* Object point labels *
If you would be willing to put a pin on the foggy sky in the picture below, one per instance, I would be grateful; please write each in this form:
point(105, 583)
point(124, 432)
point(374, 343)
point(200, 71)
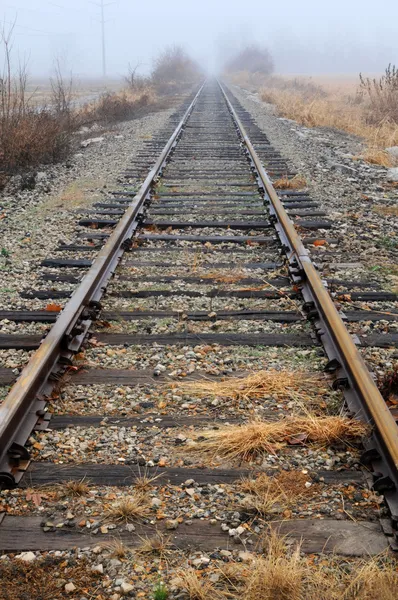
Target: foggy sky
point(305, 36)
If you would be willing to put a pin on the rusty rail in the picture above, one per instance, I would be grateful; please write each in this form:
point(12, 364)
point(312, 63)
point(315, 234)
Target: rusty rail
point(26, 401)
point(345, 361)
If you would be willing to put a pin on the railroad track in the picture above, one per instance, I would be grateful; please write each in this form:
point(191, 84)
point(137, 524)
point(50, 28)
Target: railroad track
point(201, 278)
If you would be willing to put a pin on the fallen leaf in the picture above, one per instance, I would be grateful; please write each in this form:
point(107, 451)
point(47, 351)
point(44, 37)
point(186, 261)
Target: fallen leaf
point(53, 307)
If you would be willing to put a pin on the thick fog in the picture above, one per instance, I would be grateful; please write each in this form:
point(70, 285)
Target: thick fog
point(308, 37)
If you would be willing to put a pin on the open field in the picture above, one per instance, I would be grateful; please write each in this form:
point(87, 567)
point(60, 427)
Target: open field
point(332, 101)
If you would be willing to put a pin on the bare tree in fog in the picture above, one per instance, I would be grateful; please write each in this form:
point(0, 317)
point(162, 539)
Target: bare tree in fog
point(253, 59)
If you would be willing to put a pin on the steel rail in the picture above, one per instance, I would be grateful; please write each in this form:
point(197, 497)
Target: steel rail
point(25, 402)
point(358, 374)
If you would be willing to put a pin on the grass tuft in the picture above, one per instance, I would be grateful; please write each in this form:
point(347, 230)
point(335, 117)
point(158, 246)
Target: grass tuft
point(117, 549)
point(197, 588)
point(296, 183)
point(160, 592)
point(258, 437)
point(158, 545)
point(276, 576)
point(279, 384)
point(75, 489)
point(130, 508)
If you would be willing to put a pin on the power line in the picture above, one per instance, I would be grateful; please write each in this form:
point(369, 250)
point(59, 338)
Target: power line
point(101, 5)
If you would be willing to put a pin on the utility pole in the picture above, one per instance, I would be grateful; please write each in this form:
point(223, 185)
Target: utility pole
point(101, 5)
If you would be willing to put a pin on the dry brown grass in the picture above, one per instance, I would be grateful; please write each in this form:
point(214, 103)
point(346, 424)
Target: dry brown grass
point(373, 581)
point(40, 580)
point(258, 437)
point(197, 588)
point(144, 482)
point(280, 572)
point(387, 210)
point(119, 106)
point(232, 277)
point(157, 545)
point(280, 384)
point(375, 156)
point(117, 549)
point(296, 183)
point(276, 576)
point(274, 495)
point(336, 106)
point(266, 496)
point(75, 489)
point(130, 508)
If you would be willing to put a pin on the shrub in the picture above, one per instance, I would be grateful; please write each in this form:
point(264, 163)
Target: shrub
point(381, 96)
point(30, 135)
point(120, 106)
point(174, 66)
point(253, 59)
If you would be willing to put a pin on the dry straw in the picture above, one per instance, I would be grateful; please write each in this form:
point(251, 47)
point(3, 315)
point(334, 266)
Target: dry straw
point(257, 437)
point(280, 384)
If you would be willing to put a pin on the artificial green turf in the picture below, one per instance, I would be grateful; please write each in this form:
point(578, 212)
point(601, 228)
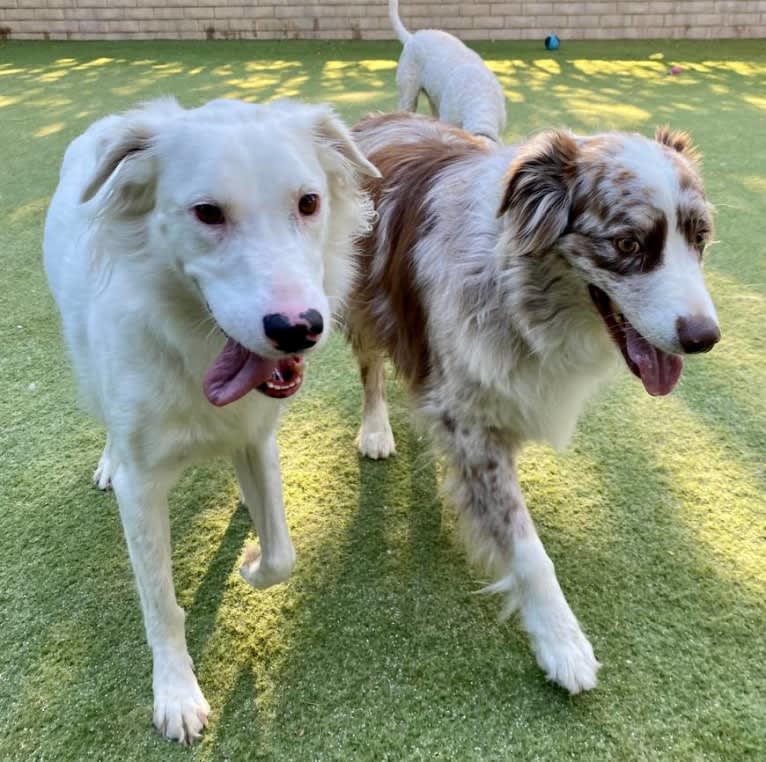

* Written exercise *
Repeat every line above word for word, leaving out the pictures.

* Task result *
If you would be willing to put a pin on the foggy sky in the picture below, one per instance, I would be grateful; please write each in this form:
point(105, 583)
point(124, 432)
point(374, 343)
point(200, 71)
Target: foggy sky
point(305, 36)
If you would be willing to put a pin on the rusty rail in the picture above, one per instance, I would be grateful; please write each in this form:
point(12, 364)
point(312, 63)
point(315, 234)
Target: rusty rail
point(26, 401)
point(345, 361)
If you would be willing to put a pin on the railroad track in the picture above, one per instance, I would be grateful; please write each in this form:
point(191, 84)
point(137, 524)
point(50, 28)
Target: railroad track
point(201, 278)
If you would be willing to put a pin on the fallen leaf in the picture above, one per instance, I would be grateful; please write each in this form:
point(107, 451)
point(47, 351)
point(44, 37)
point(186, 261)
Target: fallen leaf
point(53, 307)
If you would be willing to put a pin on the thick fog in the picture above, one per instance, I would be grateful; please write each in this form:
point(70, 285)
Target: thick fog
point(308, 37)
If you would be willing to put a pin on the open field in the picture above, one per instance, I would be grateful; please write each in this form:
point(87, 567)
point(60, 427)
Target: open field
point(332, 101)
If you would be willing to put a pin on the bare tree in fog in the picture above, one per instance, I would be grateful; please write each in this form:
point(0, 317)
point(162, 539)
Target: bare tree in fog
point(253, 59)
If you would be willing to put a pin on the steel rail in the picture above, one per instance, I would be grateful; please write each in this form:
point(197, 497)
Target: steel rail
point(25, 402)
point(358, 374)
If you would be willing to put a pin on the grass tuft in the picture above, one per instance, I would be grateful; please write each in this form:
point(347, 230)
point(335, 117)
point(158, 246)
Target: grass tuft
point(117, 549)
point(197, 588)
point(296, 183)
point(160, 592)
point(258, 437)
point(158, 545)
point(276, 576)
point(279, 384)
point(75, 489)
point(130, 508)
If you would be willing to put a pin on the power line in the picture above, one per instance, I would be grateful; please write each in this form:
point(369, 250)
point(59, 338)
Target: power line
point(101, 5)
If you would be willing to put a pin on the utility pole in the picture above, one per instance, I would be grateful; please write each in this form:
point(223, 185)
Target: utility pole
point(101, 5)
If you would be willing to put a pin on the dry brown grass in the picture above, one per instance, I would be grateful; please write each in this form:
point(214, 103)
point(346, 424)
Target: dry brown grass
point(373, 581)
point(40, 580)
point(258, 437)
point(197, 588)
point(144, 482)
point(280, 572)
point(387, 210)
point(119, 106)
point(232, 277)
point(157, 545)
point(280, 384)
point(375, 156)
point(117, 549)
point(296, 183)
point(276, 576)
point(274, 495)
point(336, 106)
point(266, 496)
point(75, 489)
point(130, 508)
If you would be willing to put a pin on the shrub in the picture above, one per instance, I would be grateful; please write each in this form:
point(264, 163)
Target: shrub
point(381, 96)
point(30, 135)
point(120, 106)
point(174, 66)
point(253, 59)
If you would be willing to put a pin on the dry straw in the picture above, one per instance, I would be grateful; please write each in this form:
point(251, 47)
point(3, 315)
point(334, 266)
Target: dry straw
point(257, 437)
point(280, 384)
If you would be willing to put a pin on the artificial green turf in the picture below, one per instance, I would be grateful; please write each in this form:
point(578, 212)
point(601, 228)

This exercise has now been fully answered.